> **What you need to do**: Update the material below by changing "pin one point per instance" to "mark one point for each instance" everywhere it occurs, and leave every other word as it is.

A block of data
-- Begin --

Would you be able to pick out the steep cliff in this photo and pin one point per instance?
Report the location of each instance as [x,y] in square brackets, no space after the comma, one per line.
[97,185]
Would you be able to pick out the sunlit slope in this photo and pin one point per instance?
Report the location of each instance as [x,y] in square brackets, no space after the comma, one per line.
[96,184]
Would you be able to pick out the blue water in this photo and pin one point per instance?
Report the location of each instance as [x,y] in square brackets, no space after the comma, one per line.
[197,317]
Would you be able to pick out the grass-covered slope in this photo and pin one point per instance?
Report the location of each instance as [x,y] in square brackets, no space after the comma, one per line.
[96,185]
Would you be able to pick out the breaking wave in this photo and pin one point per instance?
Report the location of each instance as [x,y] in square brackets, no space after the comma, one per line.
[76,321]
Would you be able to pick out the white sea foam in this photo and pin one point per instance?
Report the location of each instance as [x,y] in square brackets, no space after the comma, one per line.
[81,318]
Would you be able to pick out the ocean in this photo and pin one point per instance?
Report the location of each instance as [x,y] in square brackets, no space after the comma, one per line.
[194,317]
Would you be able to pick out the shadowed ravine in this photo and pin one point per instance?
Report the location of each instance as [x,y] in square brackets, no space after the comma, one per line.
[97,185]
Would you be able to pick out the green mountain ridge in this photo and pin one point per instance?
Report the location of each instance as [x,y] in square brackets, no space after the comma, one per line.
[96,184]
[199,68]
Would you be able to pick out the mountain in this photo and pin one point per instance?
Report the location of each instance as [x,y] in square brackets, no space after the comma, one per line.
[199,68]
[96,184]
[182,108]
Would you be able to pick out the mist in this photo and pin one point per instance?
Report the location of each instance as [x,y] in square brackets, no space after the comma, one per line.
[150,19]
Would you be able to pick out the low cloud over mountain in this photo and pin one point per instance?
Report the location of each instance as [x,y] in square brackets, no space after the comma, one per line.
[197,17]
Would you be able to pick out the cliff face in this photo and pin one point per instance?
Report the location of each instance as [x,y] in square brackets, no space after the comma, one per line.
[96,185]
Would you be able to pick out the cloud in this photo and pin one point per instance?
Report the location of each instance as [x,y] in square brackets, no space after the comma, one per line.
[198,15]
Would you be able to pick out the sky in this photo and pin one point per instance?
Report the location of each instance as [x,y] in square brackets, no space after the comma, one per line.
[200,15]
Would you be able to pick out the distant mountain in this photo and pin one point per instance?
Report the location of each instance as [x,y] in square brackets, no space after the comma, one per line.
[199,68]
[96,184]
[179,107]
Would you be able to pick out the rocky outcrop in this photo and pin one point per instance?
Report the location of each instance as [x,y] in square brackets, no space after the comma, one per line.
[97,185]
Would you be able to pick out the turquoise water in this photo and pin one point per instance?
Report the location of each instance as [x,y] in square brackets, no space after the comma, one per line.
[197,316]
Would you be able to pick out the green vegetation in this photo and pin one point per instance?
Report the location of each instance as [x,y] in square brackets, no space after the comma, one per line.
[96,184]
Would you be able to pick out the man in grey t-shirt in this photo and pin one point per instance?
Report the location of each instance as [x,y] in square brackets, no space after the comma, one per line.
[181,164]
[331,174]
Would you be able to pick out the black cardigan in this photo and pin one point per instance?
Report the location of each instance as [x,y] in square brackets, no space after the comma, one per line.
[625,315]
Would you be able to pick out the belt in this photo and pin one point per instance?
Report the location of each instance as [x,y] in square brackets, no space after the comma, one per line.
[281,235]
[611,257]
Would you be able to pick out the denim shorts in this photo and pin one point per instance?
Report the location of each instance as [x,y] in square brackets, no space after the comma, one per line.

-- End --

> **Response for this exercise**:
Would you be able to pick out the steep cliff in this photo and mark one point for each instance?
Report the location of each instance as [x,y] in square brackets, no space after the comma, one per line.
[97,185]
Would you be able to pick out the sunlit slope in this photo and mark one point for each instance?
Report the location of each instance as [x,y] in square brackets, no space after the comma, one per line.
[96,184]
Would you be able to pick out the blue water in this photo and mark one point for each instance?
Report the location of each instance as [x,y] in square brackets, no space after the comma, one per line.
[197,317]
Would you be able to pick out the grass-covered slope in this photo and mark one point for each instance?
Report the location of each instance as [x,y] in square brackets, no space after the comma, one per line.
[96,185]
Would you be able to pick out the breaking wave in this photo and mark one point for each instance?
Report the location of each instance as [x,y] in square brackets, no space after the comma, one per line.
[76,321]
Would you be able to pick out the white sea foam in this photo and mark one point for each instance?
Report the location of each instance as [x,y] in square brackets, no space after the comma, one per line.
[81,318]
Would you be able to pick out the ocean in this photo and mark one point for each instance?
Report the location of each instance as [x,y] in square brackets, no space after the comma, one per line.
[194,317]
Would you be able to pick out the shadowed ravine in this photo and mark one point for each instance?
Report the location of each instance as [x,y] in square brackets, no space after the comma, one per line.
[97,185]
Would you be able to pick out the green mountain ridge in this photo and mark one point for each instance?
Report the location of each instance as [x,y] in square brackets, no space after the comma, one per line.
[96,184]
[199,68]
Would you be able to pick out the mountain in this photo and mark one point for each instance?
Report the location of each instance as [x,y] in square brackets, no space after the comma, one per line.
[199,68]
[96,184]
[182,108]
Would you be able to pick out the mist in this photo and mark one point for each instance?
Report the location of each instance as [x,y] in square brackets, no space after the comma, one per line.
[150,19]
Would you be able to pick out the low cloud over mountain in this photo and mark one point for each instance?
Report the location of each instance as [x,y] in square brackets, no space after the comma, one per line.
[197,17]
Would you be able to pick out the cliff face in this photo and mark one point for each instance?
Report the location of each instance as [x,y] in square brackets, no space after the comma, one per line.
[96,185]
Would you be able to pick out the cloud in this photo and mark one point for each instance?
Report the location of each instance as [x,y] in square brackets, no space after the comma, one per line.
[198,15]
Would you be able to pick out the sky in this photo and mark one point for each instance?
Report the location of each instance as [x,y] in square brackets, no space after the comma, one per line.
[200,15]
Would you be able to pick out the distant mountain in this photo and mark one point for each instance?
Report the location of each instance as [x,y] in square brackets, no space after the comma, one per line.
[199,68]
[96,184]
[179,107]
Would you be able to pick out the rocky outcrop in this photo and mark one point for each instance?
Report the location of each instance as [x,y] in square brackets, no space after the comma, one per line.
[97,185]
Would you be able to pick out the turquoise water in this photo and mark one point for each instance?
Report the location of each instance as [x,y] in square brackets, no space after the comma, one per line.
[197,316]
Would you be able to pick out the green vegetation in this photo and mark one point for each instance?
Report the location of each instance as [x,y] in square brackets, no space after the comma, one per line.
[96,184]
Would you be able to pick out the man in grey t-shirt in this photo and mark one point for each instance?
Report the location of each instance as [x,y] in square brackets, no space after the comma, one per line.
[181,164]
[331,174]
Would you be able to pick out the black cardigan in this photo and mark one point for each instance?
Report the location of each instance as [x,y] in square brackets, no space after the comma, one per line.
[625,315]
Would you be able to pick out the belt in this photo and mark one point for each instance?
Report the location of each instance as [x,y] in square brackets, no space after the comma, one per line.
[281,235]
[611,257]
Would you be able to pick out the denim shorts in this photo and mark one point for each instance?
Report the location of each instance as [x,y] in square brackets, no space after the comma, one per line.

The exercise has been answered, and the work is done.